• Text
MYCN is a gene associated with cell proliferation and growth, which is mutated in many types of cancer. Scientists at St. Jude Children’s Research Hospital studying high-risk neuroblastoma found that MYCN plays a role in modifying the cellular state, causing a positive feedback loop that leads to a faster progressing disease. Their work to understand this process revealed a potential therapeutic target in the protein KDM4. Inhibiting KDM4 demonstrated strong anticancer activity by blocking MYCN expression. The work was published today in Cell Reports Medicine.
Neuroblastoma is a cancer that develops in immature nerve cells and can affect different parts of the body. It most commonly occurs in children under the age of five years old. Cells within neuroblastoma’s tumor microenvironment have different states or personalities.
These states are classified as either slow-dividing mesenchymal, a methodical and deliberate personality, or rapidly dividing adrenergic, an energetic personality. Cells are classified primarily based on their gene signatures, akin to a personality test. However, cells can change their personalities, transitioning from mesenchymal to adrenergic.

• Your objective
Answer these questions from the text on MYCN and neuroblastoma:
(a) Which protein did the scientists identify as a potential therapeutic target?
(b) In children under what age does neuroblastoma most commonly occur?
(c) Which cell state is described as rapidly dividing?

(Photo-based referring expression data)
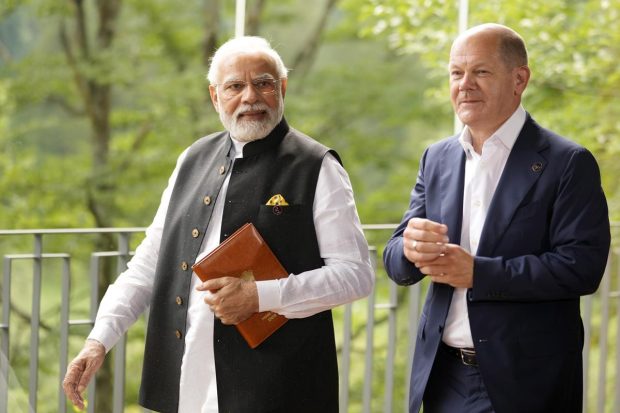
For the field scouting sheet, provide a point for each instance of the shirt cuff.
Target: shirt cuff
(103, 335)
(268, 295)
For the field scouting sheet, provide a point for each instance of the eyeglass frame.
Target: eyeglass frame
(274, 81)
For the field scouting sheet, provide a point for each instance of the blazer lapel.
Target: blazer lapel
(452, 182)
(524, 166)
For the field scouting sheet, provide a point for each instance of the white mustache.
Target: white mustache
(251, 108)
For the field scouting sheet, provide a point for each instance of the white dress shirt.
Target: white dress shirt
(346, 276)
(482, 173)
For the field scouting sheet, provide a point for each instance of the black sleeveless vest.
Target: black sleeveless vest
(294, 370)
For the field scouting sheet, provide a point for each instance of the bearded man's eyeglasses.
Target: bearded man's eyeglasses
(233, 88)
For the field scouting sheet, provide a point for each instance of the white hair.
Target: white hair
(244, 45)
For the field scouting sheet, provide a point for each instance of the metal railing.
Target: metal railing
(375, 336)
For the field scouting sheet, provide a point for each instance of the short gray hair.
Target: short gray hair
(244, 45)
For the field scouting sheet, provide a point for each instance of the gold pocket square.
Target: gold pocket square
(277, 200)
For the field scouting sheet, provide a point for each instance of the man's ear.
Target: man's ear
(213, 93)
(284, 83)
(522, 77)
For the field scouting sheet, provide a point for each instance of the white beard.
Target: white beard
(251, 130)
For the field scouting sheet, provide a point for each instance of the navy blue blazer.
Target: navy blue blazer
(544, 243)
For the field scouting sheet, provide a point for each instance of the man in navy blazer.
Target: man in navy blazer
(510, 223)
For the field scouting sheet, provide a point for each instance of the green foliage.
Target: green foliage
(376, 92)
(573, 46)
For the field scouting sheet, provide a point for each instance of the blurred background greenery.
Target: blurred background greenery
(97, 99)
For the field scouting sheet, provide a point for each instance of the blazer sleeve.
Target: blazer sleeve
(576, 242)
(397, 266)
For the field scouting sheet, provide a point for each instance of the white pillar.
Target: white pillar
(463, 17)
(240, 18)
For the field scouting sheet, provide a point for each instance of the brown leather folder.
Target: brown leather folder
(245, 254)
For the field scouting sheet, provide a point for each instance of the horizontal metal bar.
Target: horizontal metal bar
(81, 322)
(32, 256)
(70, 231)
(385, 306)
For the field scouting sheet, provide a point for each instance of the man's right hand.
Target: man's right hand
(81, 370)
(424, 240)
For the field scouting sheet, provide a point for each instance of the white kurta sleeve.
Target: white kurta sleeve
(347, 274)
(130, 294)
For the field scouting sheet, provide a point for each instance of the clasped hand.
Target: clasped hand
(426, 245)
(231, 299)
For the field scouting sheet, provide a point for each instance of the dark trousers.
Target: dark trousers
(454, 387)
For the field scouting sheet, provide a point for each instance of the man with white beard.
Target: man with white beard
(195, 360)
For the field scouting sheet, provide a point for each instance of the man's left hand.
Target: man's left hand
(231, 299)
(455, 267)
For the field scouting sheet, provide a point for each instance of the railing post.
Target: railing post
(4, 336)
(35, 321)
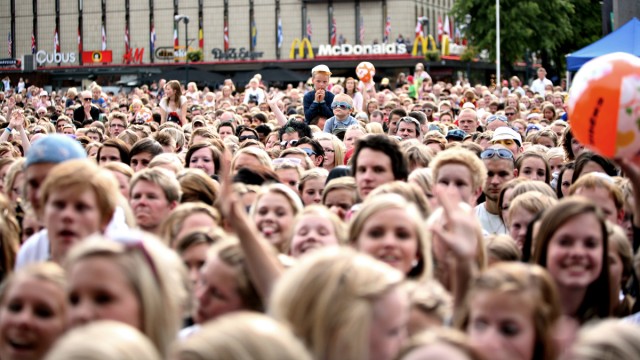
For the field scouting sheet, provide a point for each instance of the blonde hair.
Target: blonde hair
(424, 268)
(156, 275)
(242, 336)
(328, 299)
(118, 341)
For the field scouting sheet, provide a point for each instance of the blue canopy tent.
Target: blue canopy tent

• Finished exercise
(a) KDM4
(b) Five years old
(c) Adrenergic